[Coordinate annotation entries]
____

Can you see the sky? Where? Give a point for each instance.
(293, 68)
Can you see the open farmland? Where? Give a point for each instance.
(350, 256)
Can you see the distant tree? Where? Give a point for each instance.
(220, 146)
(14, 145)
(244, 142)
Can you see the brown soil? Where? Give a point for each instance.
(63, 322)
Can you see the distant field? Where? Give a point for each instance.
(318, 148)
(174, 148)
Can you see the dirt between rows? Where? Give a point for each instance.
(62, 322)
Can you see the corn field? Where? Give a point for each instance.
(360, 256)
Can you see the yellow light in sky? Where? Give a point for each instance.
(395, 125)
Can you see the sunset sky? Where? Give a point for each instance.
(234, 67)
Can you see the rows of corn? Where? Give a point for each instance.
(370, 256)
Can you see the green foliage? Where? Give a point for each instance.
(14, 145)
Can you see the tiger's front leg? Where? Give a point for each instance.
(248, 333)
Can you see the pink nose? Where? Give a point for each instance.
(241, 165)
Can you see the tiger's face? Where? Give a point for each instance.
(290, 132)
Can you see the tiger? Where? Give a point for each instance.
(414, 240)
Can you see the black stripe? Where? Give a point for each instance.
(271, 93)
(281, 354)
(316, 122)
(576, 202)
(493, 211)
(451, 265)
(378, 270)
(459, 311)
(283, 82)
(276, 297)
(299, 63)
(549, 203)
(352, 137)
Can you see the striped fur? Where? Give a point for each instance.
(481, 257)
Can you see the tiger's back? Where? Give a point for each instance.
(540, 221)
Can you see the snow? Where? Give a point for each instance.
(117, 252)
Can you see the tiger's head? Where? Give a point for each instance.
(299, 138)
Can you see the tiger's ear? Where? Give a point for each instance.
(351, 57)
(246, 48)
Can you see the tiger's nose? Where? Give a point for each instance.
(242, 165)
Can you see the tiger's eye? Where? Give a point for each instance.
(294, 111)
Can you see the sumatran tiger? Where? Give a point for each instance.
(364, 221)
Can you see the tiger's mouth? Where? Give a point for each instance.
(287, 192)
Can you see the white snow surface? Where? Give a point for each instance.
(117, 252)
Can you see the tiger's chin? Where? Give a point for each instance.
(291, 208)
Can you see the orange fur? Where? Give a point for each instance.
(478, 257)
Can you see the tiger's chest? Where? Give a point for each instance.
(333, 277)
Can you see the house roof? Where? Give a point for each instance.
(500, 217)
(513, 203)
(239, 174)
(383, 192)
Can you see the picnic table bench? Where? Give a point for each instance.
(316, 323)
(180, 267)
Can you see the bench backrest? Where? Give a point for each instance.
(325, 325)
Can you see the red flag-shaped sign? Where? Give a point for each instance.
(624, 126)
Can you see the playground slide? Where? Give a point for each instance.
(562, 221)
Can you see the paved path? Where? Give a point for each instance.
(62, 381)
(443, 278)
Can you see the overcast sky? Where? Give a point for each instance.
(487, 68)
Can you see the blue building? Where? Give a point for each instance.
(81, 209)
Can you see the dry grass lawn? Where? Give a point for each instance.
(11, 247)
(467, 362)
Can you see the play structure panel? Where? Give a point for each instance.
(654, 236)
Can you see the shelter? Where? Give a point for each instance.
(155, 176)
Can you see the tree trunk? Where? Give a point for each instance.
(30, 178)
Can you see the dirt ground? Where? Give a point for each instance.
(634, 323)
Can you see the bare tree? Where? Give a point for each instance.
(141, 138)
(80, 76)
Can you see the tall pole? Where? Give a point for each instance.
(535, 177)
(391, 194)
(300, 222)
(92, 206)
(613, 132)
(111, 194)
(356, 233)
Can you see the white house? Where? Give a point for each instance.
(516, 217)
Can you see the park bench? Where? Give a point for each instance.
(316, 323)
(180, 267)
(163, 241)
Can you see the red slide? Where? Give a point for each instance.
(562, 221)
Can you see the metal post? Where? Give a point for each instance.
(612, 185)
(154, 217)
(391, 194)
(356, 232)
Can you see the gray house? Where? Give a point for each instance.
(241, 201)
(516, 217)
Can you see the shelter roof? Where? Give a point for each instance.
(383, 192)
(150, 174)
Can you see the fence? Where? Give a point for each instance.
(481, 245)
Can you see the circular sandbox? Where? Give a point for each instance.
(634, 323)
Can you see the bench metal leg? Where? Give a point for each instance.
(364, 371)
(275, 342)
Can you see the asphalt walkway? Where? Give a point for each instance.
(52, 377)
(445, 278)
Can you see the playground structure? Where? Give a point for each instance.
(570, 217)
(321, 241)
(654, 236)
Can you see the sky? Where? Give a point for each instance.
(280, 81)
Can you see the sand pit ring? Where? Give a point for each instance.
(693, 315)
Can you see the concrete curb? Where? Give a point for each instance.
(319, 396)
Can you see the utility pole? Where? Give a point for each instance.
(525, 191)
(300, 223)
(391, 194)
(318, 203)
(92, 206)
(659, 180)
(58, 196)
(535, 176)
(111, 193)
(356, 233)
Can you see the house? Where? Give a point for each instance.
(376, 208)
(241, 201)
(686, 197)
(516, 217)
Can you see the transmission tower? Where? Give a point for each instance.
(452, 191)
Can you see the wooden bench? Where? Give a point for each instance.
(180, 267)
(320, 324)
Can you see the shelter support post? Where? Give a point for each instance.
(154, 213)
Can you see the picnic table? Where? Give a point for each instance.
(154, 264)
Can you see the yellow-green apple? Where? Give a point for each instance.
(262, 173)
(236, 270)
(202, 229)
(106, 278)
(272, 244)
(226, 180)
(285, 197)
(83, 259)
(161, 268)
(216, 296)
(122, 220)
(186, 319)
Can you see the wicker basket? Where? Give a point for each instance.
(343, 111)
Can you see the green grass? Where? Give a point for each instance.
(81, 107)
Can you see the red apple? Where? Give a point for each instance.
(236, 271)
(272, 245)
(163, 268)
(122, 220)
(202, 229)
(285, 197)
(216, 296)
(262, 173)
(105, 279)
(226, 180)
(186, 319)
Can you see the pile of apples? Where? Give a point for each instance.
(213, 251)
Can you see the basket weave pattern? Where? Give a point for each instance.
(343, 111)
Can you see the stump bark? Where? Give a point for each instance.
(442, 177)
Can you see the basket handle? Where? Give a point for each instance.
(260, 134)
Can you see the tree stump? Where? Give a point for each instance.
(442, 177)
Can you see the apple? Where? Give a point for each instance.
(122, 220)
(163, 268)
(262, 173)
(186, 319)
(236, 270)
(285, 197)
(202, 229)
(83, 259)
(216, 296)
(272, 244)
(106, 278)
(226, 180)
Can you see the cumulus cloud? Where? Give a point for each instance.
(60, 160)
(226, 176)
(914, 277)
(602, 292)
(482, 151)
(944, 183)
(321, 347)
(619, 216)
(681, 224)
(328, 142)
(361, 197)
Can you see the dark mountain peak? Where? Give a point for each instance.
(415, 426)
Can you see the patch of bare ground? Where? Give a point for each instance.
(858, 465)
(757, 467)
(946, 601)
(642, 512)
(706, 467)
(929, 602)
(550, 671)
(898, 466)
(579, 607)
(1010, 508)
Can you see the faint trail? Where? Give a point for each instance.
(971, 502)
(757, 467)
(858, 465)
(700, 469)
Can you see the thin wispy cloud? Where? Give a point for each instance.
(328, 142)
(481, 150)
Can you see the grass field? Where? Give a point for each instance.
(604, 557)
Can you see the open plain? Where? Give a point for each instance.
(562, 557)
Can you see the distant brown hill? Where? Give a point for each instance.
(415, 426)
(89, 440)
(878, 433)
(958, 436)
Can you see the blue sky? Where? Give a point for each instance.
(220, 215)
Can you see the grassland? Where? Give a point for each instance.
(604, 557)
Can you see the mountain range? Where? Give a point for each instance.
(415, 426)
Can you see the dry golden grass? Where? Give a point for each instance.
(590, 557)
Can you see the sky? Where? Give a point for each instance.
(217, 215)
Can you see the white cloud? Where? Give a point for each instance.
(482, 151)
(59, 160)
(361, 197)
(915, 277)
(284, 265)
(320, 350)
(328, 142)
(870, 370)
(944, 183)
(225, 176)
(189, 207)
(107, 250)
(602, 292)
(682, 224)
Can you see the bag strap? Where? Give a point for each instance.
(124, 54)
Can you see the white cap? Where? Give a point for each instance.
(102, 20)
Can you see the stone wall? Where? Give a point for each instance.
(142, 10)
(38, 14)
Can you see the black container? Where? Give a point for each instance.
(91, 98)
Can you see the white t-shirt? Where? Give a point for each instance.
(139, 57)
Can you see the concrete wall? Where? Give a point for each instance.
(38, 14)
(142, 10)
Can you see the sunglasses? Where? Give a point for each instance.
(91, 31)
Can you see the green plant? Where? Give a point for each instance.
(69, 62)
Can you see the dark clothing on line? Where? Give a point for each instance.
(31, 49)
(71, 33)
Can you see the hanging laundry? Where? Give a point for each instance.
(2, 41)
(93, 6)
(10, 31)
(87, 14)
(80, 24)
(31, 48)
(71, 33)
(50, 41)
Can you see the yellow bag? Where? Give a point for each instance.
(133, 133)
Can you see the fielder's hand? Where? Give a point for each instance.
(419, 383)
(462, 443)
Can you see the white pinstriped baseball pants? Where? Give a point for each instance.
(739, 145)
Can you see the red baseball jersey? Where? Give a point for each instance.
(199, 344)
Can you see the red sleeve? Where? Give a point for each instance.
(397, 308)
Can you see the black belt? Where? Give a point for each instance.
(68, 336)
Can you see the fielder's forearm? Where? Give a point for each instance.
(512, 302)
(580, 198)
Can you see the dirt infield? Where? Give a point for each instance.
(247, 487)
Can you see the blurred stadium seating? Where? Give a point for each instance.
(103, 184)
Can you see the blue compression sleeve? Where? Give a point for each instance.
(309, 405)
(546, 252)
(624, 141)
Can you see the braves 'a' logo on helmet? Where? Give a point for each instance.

____

Emit verbatim the lines running from the one with "Can you see the green plant?" through the last line of the data, both endpoints inclusive.

Can you see the green plant? Where? Give a point for each instance.
(69, 62)
Can you see the dark clothing on line? Where? Give a point for each instance.
(31, 49)
(71, 33)
Can you see the hanging laundry? Where? Give a point for each instance.
(2, 41)
(93, 6)
(10, 31)
(87, 14)
(80, 24)
(31, 48)
(71, 33)
(50, 41)
Can you see the yellow bag? Where? Give a point for each instance.
(133, 133)
Can you see the fielder's hand? Where? Give a point for each instance.
(419, 383)
(462, 443)
Can you see the white pinstriped baseball pants? Where? Give a point for each instance.
(739, 145)
Can you see the red baseball jersey? Where? Give a point for each instance.
(199, 344)
Can you see the red sleeve? Where? Give a point for each instance.
(397, 308)
Can you see the black belt? Where? Give a point for each instance.
(68, 336)
Can you see the fielder's forearm? Where? Give a point for each instance.
(512, 302)
(580, 198)
Can you see the dirt infield? Where? Give a point for each instance.
(247, 487)
Can you see the blurred stadium seating? Where? Give a point for each instance.
(103, 184)
Can you see the blue compression sleeve? Where? Give a point for each instance.
(309, 405)
(546, 252)
(624, 141)
Can you see the braves 'a' logo on helmet? Where? Give a point for each instance.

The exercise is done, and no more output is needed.